======== Extrait ========
Âgé de 26 ans à peine, l’opposant biélorusse Roman Protassevitch, arrêté dimanche après l’atterrissage forcé à Minsk de son avion à destination de la Lituanie, est désormais détenu dans une prison biélorusse. Militant depuis bientôt dix ans contre le régime d’Alexandre Loukachenko, un mandat d’arrêt avait été émis contre lui en novembre, les autorités lui reprochant d’être « impliqué dans une activité terroriste ».
L’Union européenne demande sa « libération immédiate ». Le journaliste et opposant biélorusse Roman Protassevitch, est au centre de toutes les attentions des Occidentaux depuis son arrestation à Minsk, dimanche 23 mai, après le détournement et l’atterrissage forcé de son avion dans la capitale biélorusse. Détenu dans une prison biélorusse, il a affirmé dans une vidéo diffusée à la télévision publique lundi, être passé aux aveux.
« Le personnel se comporte avec moi de façon tout à fait adéquate et en respectant la loi, je continue de collaborer avec les enquêteurs et suis passé aux aveux concernant l’organisation de troubles massifs », a-t-il affirmé dans cette vidéo dans laquelle il s’exprime assis à une table, face caméra.
D’après la mère du dissident qui s’est entretenue lundi avec le vice-ministre des Affaires étrangères de la Pologne [l’un des deux pays où il résidait], son « état de santé est très grave ».
Son activisme contre Alexandre Loukachenko a commencé sur Internet dès l’adolescence. Né le 5 mai 1995 – selon les autorités biélorusses –, soit un an après l’arrivée d’Alexandre Loukachenko à la tête de cette ancienne République soviétique en 1994, Roman Protassevitch avait quitté la Biélorussie en 2019. Depuis, il partageait sa vie entre la Lituanie et la Pologne, deux plaques tournantes des opposants biélorusses exilés.
Le militant était encore élève dans le secondaire lorsqu’il avait été arrêté et battu en septembre 2012, à 17 ans, par des policiers en civil lors d’une vague de répression avant des élections législatives, avait raconté à l’époque à l’AFP le jeune contestataire. « Les policiers m’ont frappé aux reins et au foie, après j’ai uriné du sang pendant trois jours. Ils ont menacé de m’accuser de meurtres non élucidés », avait-il déclaré.
======== Données des tâches ========
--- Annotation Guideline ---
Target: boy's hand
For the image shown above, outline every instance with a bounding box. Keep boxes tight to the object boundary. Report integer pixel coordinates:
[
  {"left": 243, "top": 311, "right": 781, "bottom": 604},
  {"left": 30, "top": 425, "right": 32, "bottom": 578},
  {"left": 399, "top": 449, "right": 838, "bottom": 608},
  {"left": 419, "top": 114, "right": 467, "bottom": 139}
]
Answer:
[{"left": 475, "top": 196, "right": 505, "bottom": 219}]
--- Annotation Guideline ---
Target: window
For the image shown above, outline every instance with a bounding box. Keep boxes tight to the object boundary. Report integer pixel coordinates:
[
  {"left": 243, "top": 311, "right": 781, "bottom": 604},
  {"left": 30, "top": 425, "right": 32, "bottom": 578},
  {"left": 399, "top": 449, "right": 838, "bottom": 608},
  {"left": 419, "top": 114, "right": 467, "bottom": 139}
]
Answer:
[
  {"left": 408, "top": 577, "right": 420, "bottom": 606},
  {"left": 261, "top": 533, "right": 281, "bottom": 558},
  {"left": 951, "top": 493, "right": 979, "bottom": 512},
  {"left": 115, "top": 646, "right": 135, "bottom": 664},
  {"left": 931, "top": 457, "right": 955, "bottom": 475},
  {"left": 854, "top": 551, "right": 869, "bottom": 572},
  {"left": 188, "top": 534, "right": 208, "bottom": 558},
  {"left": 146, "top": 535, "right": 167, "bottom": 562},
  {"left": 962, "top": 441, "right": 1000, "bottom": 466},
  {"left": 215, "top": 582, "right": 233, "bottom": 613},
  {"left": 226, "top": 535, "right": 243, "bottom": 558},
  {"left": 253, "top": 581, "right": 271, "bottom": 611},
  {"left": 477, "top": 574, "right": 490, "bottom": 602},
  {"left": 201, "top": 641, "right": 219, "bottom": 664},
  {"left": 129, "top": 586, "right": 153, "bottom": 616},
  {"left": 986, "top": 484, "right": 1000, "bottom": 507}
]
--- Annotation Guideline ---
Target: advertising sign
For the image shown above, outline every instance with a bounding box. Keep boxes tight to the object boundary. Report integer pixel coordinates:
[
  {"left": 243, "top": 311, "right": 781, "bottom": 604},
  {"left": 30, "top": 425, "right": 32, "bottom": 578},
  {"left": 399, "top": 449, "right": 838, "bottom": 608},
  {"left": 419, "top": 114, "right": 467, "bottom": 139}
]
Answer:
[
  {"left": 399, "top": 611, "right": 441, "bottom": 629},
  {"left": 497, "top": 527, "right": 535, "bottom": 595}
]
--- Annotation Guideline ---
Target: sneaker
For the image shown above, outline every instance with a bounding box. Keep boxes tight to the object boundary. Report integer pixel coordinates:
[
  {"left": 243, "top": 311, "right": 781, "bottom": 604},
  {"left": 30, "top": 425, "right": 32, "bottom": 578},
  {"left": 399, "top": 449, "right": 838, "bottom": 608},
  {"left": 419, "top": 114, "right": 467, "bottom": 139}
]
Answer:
========
**Liste des tâches:**
**A.** D'après l'extrait sur Roman Protassevitch, en quelle année a-t-il quitté la Biélorussie ?
**B.** Repérez chaque ligne ci-dessus qui contient la chaîne « Target », puis recopiez-la. La casse compte.

**Réponses par tâche:**
**A.** Il a quitté la Biélorussie en 2019.

**B.**
Target: boy's hand
Target: window
Target: advertising sign
Target: sneaker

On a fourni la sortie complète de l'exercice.